TASK DETAILS: Identical copies of all the records below are needed.

SUPPLIED DATA section start

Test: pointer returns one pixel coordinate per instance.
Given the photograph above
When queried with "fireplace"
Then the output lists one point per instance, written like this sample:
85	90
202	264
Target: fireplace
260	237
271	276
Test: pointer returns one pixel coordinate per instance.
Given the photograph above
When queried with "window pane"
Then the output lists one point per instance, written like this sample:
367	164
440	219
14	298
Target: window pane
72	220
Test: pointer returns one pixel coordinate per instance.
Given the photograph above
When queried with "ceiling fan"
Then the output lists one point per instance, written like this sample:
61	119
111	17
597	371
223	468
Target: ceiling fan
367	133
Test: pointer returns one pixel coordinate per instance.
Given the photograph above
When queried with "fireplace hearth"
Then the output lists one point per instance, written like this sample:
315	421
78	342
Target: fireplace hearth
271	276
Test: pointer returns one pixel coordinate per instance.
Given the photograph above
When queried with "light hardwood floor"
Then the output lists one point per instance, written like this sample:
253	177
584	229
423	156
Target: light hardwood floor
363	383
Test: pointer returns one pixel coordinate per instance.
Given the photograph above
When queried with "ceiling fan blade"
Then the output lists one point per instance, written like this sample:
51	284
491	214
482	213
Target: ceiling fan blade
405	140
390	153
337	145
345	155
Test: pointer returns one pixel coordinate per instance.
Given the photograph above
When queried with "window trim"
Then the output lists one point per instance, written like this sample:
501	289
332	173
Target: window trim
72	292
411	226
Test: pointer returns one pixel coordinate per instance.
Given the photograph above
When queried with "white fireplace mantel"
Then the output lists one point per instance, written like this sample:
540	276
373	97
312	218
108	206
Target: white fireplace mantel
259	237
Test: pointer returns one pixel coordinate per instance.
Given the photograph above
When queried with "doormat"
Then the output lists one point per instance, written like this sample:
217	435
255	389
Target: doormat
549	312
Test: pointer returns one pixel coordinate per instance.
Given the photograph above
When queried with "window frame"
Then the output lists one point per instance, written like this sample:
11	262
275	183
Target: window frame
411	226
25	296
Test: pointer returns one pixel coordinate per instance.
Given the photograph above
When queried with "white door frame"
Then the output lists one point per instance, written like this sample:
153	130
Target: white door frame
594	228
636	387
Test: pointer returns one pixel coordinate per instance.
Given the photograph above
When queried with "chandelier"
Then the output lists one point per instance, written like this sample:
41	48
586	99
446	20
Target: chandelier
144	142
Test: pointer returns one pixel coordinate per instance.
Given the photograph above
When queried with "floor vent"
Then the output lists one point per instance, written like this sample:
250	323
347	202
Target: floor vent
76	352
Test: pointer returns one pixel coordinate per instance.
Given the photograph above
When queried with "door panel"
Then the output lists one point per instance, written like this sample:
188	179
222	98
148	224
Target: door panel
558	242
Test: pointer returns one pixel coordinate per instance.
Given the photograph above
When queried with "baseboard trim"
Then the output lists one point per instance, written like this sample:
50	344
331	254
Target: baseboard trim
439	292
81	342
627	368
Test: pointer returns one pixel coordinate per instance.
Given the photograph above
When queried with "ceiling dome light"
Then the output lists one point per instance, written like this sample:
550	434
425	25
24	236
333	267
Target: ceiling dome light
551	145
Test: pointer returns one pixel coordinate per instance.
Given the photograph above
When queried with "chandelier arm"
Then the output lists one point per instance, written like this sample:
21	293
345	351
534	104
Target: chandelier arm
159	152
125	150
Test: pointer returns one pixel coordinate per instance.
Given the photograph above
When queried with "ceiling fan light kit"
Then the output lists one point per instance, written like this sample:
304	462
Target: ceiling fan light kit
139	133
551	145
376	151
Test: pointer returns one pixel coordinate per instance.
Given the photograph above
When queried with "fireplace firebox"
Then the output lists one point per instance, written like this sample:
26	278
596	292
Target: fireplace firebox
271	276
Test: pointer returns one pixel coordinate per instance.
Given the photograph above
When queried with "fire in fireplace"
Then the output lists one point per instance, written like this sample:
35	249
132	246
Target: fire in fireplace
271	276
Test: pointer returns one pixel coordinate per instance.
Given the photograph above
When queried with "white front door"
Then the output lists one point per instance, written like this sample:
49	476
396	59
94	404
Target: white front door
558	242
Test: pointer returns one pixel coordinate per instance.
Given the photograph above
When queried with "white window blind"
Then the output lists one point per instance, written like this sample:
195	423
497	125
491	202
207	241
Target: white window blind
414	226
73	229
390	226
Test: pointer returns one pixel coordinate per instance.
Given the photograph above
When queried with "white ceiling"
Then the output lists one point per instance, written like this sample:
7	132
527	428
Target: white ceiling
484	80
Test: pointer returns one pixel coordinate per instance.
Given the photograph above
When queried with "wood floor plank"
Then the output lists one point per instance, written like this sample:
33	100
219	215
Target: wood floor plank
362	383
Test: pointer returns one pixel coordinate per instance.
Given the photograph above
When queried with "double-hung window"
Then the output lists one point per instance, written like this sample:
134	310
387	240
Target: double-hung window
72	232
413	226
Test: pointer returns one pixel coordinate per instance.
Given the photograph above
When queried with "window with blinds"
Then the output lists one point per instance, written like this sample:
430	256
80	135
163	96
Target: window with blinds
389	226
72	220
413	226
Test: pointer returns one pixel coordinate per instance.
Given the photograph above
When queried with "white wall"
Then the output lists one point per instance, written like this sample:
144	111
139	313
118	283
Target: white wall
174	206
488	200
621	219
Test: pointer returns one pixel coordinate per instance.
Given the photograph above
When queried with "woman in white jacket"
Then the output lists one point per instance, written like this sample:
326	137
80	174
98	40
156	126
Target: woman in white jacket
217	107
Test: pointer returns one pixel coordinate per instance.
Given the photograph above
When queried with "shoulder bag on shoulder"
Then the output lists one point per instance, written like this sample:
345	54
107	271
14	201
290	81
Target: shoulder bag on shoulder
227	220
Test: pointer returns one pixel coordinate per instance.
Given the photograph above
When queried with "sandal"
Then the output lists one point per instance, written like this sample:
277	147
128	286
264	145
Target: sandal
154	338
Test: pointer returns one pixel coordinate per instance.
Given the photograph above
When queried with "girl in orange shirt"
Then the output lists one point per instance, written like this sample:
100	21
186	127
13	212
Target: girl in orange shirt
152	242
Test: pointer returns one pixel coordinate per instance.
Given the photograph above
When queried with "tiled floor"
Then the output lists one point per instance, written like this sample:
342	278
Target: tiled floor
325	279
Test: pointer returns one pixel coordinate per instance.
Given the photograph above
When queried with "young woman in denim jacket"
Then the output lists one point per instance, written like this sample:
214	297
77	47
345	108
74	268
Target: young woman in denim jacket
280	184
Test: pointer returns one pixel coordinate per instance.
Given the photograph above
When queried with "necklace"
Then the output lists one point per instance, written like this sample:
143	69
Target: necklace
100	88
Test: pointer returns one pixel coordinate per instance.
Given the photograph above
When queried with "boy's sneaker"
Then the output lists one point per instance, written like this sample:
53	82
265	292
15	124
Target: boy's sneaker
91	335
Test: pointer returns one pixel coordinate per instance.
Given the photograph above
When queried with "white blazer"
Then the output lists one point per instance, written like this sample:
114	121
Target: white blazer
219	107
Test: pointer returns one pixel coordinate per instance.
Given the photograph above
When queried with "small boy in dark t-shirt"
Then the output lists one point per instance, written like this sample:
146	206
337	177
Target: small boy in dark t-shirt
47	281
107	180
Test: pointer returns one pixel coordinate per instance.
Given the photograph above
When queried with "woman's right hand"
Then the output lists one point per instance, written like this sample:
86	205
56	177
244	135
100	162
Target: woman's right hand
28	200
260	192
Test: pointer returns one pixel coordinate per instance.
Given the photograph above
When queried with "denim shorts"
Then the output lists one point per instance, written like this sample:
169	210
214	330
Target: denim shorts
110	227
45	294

SUPPLIED DATA section end

TASK OUTPUT:
Test: pointer returns one pixel coordinate per instance.
Given the photograph above
When queried with "fireplace"
Then the output lists one point per instance, written like this sample:
85	90
202	264
Target: fireplace
260	237
271	276
Test: pointer returns one pixel coordinate per instance.
Given the photograph above
When queried with "window pane"
Then the output lists one point per instance, written like this sample:
367	164
440	219
14	298
Target: window pane
72	220
Test: pointer returns one pixel coordinate per instance.
Given the photograph above
When queried with "ceiling fan"
Then the output lists one point per instance, written like this sample:
61	119
111	17
597	371
223	468
Target: ceiling fan
367	133
Test: pointer returns one pixel coordinate per instance.
Given the photograph above
When queried with "fireplace hearth"
Then the output lists one point per instance, written like this sample:
315	421
78	342
Target: fireplace hearth
271	276
Test: pointer returns one pixel coordinate per instance.
Given the photograph above
When queried with "light hardwood floor"
Then the output lists one point per instance, written like this sample:
253	177
584	229
423	156
Target: light hardwood floor
363	383
Test: pointer returns one pixel coordinate per instance.
Given the photograph above
When queried with "ceiling fan blade"
Then the output lists one point per instance, written like this sample:
51	284
491	214
482	213
Target: ceiling fan blade
405	140
390	153
337	145
345	155
Test: pointer returns one pixel coordinate per instance.
Given the photograph above
When queried with "window trim"
Then the output lists one point per instance, written like this sample:
501	289
332	173
Target: window trim
72	292
411	226
Test: pointer returns one pixel coordinate per instance.
Given the photograph above
When queried with "white fireplace mantel"
Then the output lists one point per instance, written like this sample:
540	276
373	97
312	218
108	206
Target: white fireplace mantel
259	237
Test: pointer returns one pixel coordinate per instance.
Given the photograph above
When queried with "doormat"
Then the output lists one point per instance, written like this sample:
217	435
255	389
Target: doormat
549	312
Test: pointer returns one pixel coordinate per instance.
Given the photograph above
When queried with "window frame"
Then the output lists one point per instance, written like this sample:
11	262
275	183
Target: window frame
411	226
25	296
Test: pointer returns one pixel coordinate per instance.
Given the photograph above
When queried with "white door frame"
Then the output lists one point per instance, written like this sample:
153	130
Target: white door frame
594	228
636	387
Test: pointer returns one pixel coordinate per instance.
Given the photograph above
When queried with "chandelier"
Then the output lists one point per instance, written like this sample:
41	48
586	99
446	20
Target: chandelier
144	142
Test: pointer returns one pixel coordinate per instance.
Given the photograph above
When queried with "floor vent"
Then the output lists one point per instance, written like this sample:
250	323
347	202
Target: floor vent
76	352
Test: pointer returns one pixel coordinate per instance.
Given the photograph above
When queried with "door panel"
Then the output lists one point per instance, written like this sample:
188	179
222	98
148	224
Target: door panel
558	242
Test: pointer returns one pixel coordinate per instance.
Given the photograph above
When queried with "baseboard trim"
Then the output lists one point per instance, written like this sample:
50	344
331	254
Target: baseboard trim
439	292
81	342
627	368
Test: pointer returns one pixel coordinate per instance.
Given the photograph above
When queried with "ceiling dome light"
Then the output lists one point per instance, written like this sample:
550	434
425	25
24	236
333	267
Target: ceiling dome light
551	145
Test: pointer returns one pixel coordinate per instance.
Given the photograph above
When queried with "chandelier arm"
Then the output lists one point per instance, written like this sample:
21	293
345	351
534	104
Target: chandelier arm
159	152
125	150
Test: pointer returns one pixel coordinate per instance.
Given the photograph above
When queried with "ceiling fan light kit"
Then the output lists one point per instance, written like this sample:
304	462
Target: ceiling fan light kit
139	133
551	145
376	151
Test: pointer returns one pixel coordinate per instance.
Given the photograph above
When queried with "fireplace firebox"
Then the output lists one point per instance, written like this sample:
26	278
596	292
Target: fireplace firebox
271	276
Test: pointer returns one pixel coordinate per instance.
Given the photograph above
When queried with "fire in fireplace"
Then the output lists one point per instance, written like this sample:
35	249
132	246
Target: fire in fireplace
271	276
Test: pointer returns one pixel coordinate per instance.
Given the photograph above
When queried with "white front door"
Then the output lists one point per instance, written like this sample:
49	476
396	59
94	404
Target: white front door
558	242
Test: pointer returns one pixel coordinate per instance.
Given the photograph above
When queried with "white window blind"
Then the output lists one point per instance, written like this sample:
195	423
497	125
491	202
207	241
Target: white window blind
414	226
73	229
390	226
Test: pointer returns one pixel coordinate per instance.
Given the photograph above
When queried with "white ceiling"
Then the output lists one point per instance, written like this sample:
7	132
527	428
Target: white ceiling
484	80
Test: pointer returns one pixel coordinate per instance.
Given the photograph above
When queried with "wood floor plank"
Then the output lists one point per instance, written like this sample:
33	100
219	215
Target: wood floor plank
362	383
Test: pointer returns one pixel coordinate per instance.
Given the photograph above
When queried with "double-hung window"
Then the output lists one point per instance, written like this sample:
134	310
387	240
Target: double-hung window
72	232
413	226
Test: pointer returns one pixel coordinate per instance.
Given the photograph above
When queried with "window with blinds"
Then the output lists one point per instance, written like this sample:
430	256
80	135
163	96
Target: window with blinds
389	226
72	220
413	226
Test: pointer returns one pixel coordinate per instance.
Given the photograph above
When queried with "white wall"
Then the output lists one point per instance, written like this sample:
144	111
139	313
118	283
Target: white wall
174	206
488	200
621	219
Test: pointer returns one pixel coordinate per instance.
Given the photograph above
When queried with "woman in white jacket"
Then the output lists one point per instance, written like this sample:
326	137
80	174
98	40
156	126
Target: woman in white jacket
217	107
Test: pointer returns one pixel coordinate per instance.
Given the photograph above
When queried with "shoulder bag on shoulder"
Then the output lists one point per instance, written like this sample:
345	54
107	271
14	201
290	81
Target: shoulder bag on shoulder
227	220
Test: pointer returns one pixel coordinate per instance.
Given the photograph above
When queried with "sandal"
Then the output lists one point per instance, written like this sample:
277	147
128	286
264	145
Target: sandal
154	338
Test: pointer returns one pixel coordinate per instance.
Given the photograph above
When queried with "girl in orange shirt"
Then the output lists one point per instance, written like this sample:
100	21
186	127
13	212
Target: girl in orange shirt
152	242
Test: pointer returns one pixel coordinate per instance.
Given the photograph above
When queried with "tiled floor"
Then the output lists one point per instance, written like this sample:
342	278
Target: tiled floor
325	279
Test: pointer returns one pixel coordinate per instance.
Given the photograph above
When queried with "young woman in denim jacket"
Then the output lists one point per instance, written like this sample:
214	297
77	47
345	108
74	268
Target: young woman in denim jacket
280	184
Test: pointer returns one pixel coordinate per instance.
Given the photograph above
When queried with "necklace"
Then the output lists one point per instance, written like this sample:
143	69
Target: necklace
100	88
Test: pointer returns one pixel coordinate per instance.
Given the photograph above
When queried with "boy's sneaker"
Then the output lists one point per instance, written like this sample:
53	82
265	292
15	124
Target: boy's sneaker
91	335
Test: pointer returns one pixel coordinate per instance.
Given the photograph above
When queried with "white blazer"
Then the output lists one point per instance, written like this sample:
114	121
Target: white blazer
219	107
Test: pointer returns one pixel coordinate per instance.
Given the photograph above
When queried with "small boy in dark t-shirt"
Then the output lists one point per instance, written like this sample:
146	206
337	177
Target: small boy in dark t-shirt
47	281
107	180
Test: pointer returns one pixel coordinate per instance.
Given the photograph above
When queried with "woman's right hand"
Then the output lists one point per instance, written like this sample:
86	205
56	177
244	135
100	162
Target: woman's right hand
28	200
260	192
Test: pointer returns one pixel coordinate per instance.
Given the photograph above
When queried with "denim shorts"
Then the output lists one point per instance, written like this sample:
169	210
214	330
Target: denim shorts
110	227
45	294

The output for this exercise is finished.